- **Exercise instructions**
Copy out the full listing exactly, omitting any picture it contains.

- **Material provided**
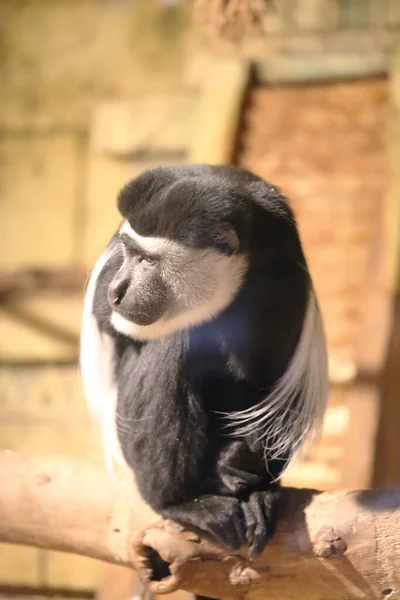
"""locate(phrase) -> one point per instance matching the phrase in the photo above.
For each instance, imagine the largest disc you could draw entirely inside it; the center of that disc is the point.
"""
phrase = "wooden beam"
(216, 119)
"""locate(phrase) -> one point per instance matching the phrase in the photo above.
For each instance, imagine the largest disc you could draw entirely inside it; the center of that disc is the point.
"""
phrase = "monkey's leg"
(221, 516)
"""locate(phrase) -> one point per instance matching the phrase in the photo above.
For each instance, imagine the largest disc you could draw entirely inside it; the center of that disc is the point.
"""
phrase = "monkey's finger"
(260, 532)
(251, 522)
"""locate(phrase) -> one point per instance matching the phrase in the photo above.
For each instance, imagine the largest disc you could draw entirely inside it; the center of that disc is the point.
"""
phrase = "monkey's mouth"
(144, 319)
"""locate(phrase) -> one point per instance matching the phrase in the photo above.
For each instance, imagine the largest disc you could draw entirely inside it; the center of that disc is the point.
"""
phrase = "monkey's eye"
(148, 261)
(226, 239)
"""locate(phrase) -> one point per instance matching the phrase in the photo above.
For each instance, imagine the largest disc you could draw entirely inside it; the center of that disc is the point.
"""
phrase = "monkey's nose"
(117, 292)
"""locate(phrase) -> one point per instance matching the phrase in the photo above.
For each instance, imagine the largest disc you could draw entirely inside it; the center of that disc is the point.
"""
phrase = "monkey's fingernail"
(192, 537)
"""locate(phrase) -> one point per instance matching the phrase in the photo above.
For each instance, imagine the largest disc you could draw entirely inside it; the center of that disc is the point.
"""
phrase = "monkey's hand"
(260, 511)
(242, 472)
(221, 516)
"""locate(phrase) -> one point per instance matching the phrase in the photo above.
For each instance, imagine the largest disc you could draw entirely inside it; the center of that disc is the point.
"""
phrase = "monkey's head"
(187, 241)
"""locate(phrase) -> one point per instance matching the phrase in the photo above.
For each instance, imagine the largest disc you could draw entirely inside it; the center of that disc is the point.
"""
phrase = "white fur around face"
(97, 361)
(202, 283)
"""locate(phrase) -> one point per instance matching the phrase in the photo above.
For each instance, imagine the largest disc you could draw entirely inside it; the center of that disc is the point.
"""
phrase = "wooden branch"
(343, 544)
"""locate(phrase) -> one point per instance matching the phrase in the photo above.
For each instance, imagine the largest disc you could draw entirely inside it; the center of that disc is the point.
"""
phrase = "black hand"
(221, 516)
(260, 511)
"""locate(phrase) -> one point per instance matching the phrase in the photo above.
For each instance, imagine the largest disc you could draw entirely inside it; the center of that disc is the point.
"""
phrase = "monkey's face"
(164, 285)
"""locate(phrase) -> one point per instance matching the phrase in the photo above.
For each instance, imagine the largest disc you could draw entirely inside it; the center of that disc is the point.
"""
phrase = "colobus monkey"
(203, 352)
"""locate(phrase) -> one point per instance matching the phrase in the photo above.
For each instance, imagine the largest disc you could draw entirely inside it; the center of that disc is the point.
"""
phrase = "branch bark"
(343, 544)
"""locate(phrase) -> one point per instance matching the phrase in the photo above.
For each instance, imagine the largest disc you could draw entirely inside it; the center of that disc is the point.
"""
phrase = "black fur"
(171, 391)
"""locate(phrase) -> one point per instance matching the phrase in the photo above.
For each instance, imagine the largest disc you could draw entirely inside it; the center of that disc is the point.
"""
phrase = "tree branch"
(335, 544)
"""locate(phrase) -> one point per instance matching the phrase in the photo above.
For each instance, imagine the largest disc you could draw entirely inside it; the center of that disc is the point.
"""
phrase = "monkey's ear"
(226, 239)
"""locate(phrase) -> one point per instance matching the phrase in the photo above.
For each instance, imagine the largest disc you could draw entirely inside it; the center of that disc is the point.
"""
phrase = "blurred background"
(306, 93)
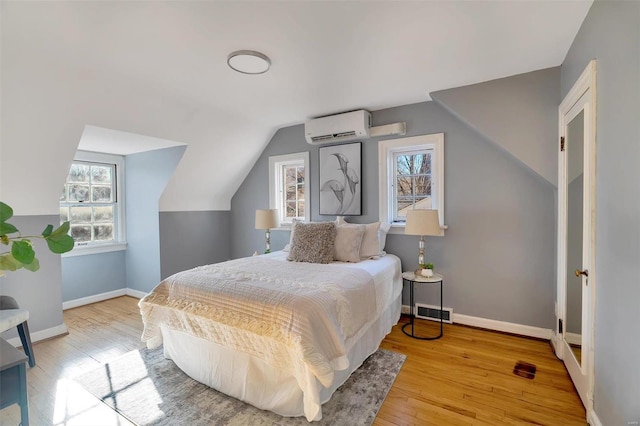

- **Exercise output**
"""locate(phrase) -> one point per instance matching the phrase in the photo above.
For each instance, imagine the largest disc you could draw entirely inside it; the center of that disc is the point.
"""
phrase = "wooden beam"
(216, 119)
"""locate(phrase) -> one point per instance matching the phrase in the photo above.
For each instance, imagine the largest disc you could draw entirely inside it; the center of that disc is the point.
"""
phrase = "monkey's leg"
(221, 516)
"""locate(phrase) -> one point per instance matching the phrase in the photo above.
For each instance, imagine the largest disc you could draw entirely inside it; the center of that disc is the point.
"""
phrase = "monkey's finger"
(260, 532)
(251, 522)
"""locate(phrase) -> one point per instance matching the phrase in the photo above.
For each instance, imagine the largest disc you could draw entirely inside it; the center of that disc is the point.
"""
phrase = "monkey's mouth"
(144, 319)
"""locate(phrase) -> one point per instance matching the phrase in the photo above.
For each instance, imagine the largest disc you could draw entirely inside it; the center of that disc is the point.
"""
phrase = "monkey's eye"
(148, 261)
(226, 239)
"""locate(phrase) -> one point per instance matching the phrase in the photo above.
For each instance, imagine the largest disc you could draw entirely inside it; the center of that disc is the point.
"""
phrase = "monkey's nose"
(117, 292)
"""locate(phrase) -> one point per instance matching the phrase in the photo above.
For each instance, imagine the largest disc you could draw entirely inside it; the center of that disc is the point.
"""
phrase = "monkey's fingernail"
(192, 537)
"""locate(phrase) -> one point per instance matching the phrase in the photo above.
For each instance, imagine the largest disc you could draw entirely inside it; the center of that disc is the point.
"""
phrase = "monkey's hand"
(260, 511)
(242, 472)
(221, 516)
"""locate(phrase) -> one point per instance matching the phrase in the photo above.
For each instance, imagine the largest disc you could draw entirely inside it; the center of that disc is the point.
"""
phrase = "monkey's head"
(187, 241)
"""locate(phrase) -> one point per instance matching the phrase in the photo above.
For each instance, imagine the largest disc you could draw entirely inside it; the center of that disc is the point.
"""
phrase = "white fur around face"
(97, 361)
(202, 283)
"""locate(phrase) -> one point per instance matching the phrase in the photo above.
For each instance, imagine the largest disc you could draw entirely inside it; the center of that disc is the point.
"""
phrase = "wooden branch"
(343, 544)
"""locate(phrase) -> one point per instance matching the phrase in the photo above.
For each instance, imagine the largest disc you could draw entirely inside it; the center of that disc is the point.
"""
phrase = "black hand"
(221, 516)
(260, 511)
"""locate(phrase) -> one point per instance matching the phrase in the photo above.
For each instance, imagine the largest disc you could draw entirely inside it; the center of that disc is the point.
"""
phrase = "monkey's face"
(164, 285)
"""locate(phrase) -> one point per instance matching the phrase in the photo above.
For each instance, imagine the largest disc you could draw entirely inside it; the center of that disc is the point.
"""
phrase = "colobus monkey"
(203, 352)
"""locate(phrase) -> one point per instance matching the phrase in the photo above.
For each instance, imagine the largest disc you could draw entirely inside it; the center of that disc is the point.
"""
phrase = "branch bark"
(343, 544)
"""locate(phrase) -> one point per instance matching the phrase in the photo above.
For each instance, imagine the largest disc you could draw entirely inside it; the center of that disc is the point.
"""
phrase = "black fur"
(171, 391)
"""locate(phrase) -> one point per instance matching the phrase in the photo above.
For each instance, imagine the largest disc you could draw entirely inside it; the center of that disc is the point.
"""
phrase = "tree branch"
(335, 544)
"""locate(phrase) -> one point per instance matching the phrase in the photo above.
For each instance, imagine the largest disc you could draw entirely inside it; the center of that disc is the point.
"""
phrase = "monkey's ear"
(226, 239)
"""locate(phrase) -> one point per instance matching the phrase in the photo above.
For each instance, imagine the largest disc you could draw entirely inside it; the center of that disc is the point.
"""
phrase = "blurred background"
(306, 93)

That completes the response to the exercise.